TASK DIRECTIONS: Reproduce the following data line for line, character for character, and leave out the pictures.

GIVEN RECORDS:

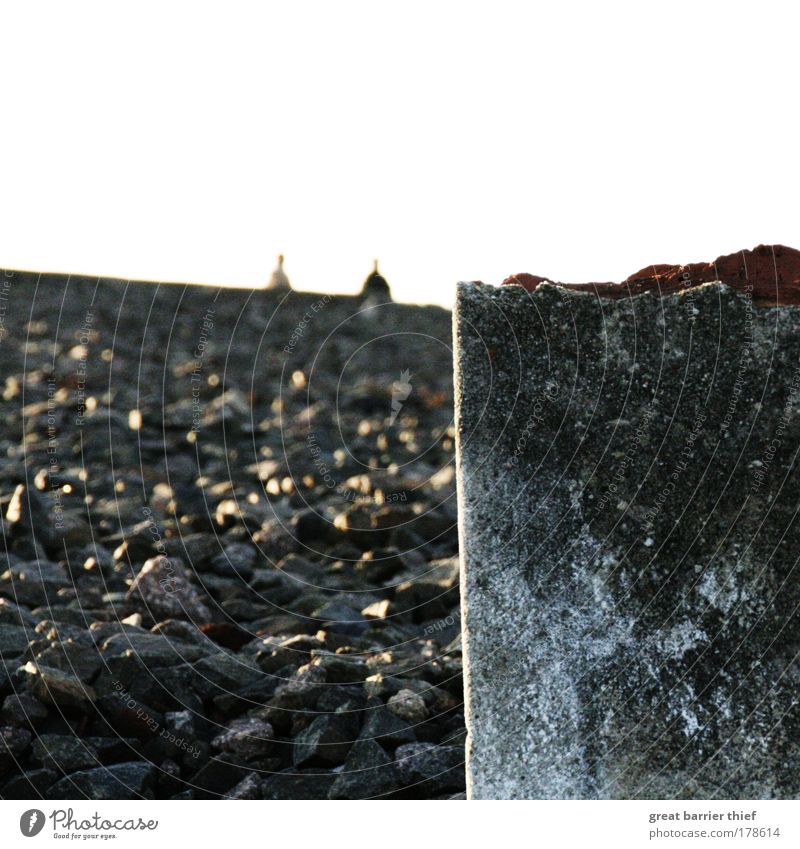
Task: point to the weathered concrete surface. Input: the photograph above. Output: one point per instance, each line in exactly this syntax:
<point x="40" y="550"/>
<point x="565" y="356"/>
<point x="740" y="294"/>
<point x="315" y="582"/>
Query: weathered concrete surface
<point x="629" y="495"/>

EXPECTED OUTPUT:
Task: point to the weathered concrete surface. Input: the photograph above. Output: one point per instance, each line in exactly this syntax:
<point x="40" y="550"/>
<point x="565" y="356"/>
<point x="740" y="294"/>
<point x="315" y="582"/>
Query: weathered concrete surface
<point x="629" y="495"/>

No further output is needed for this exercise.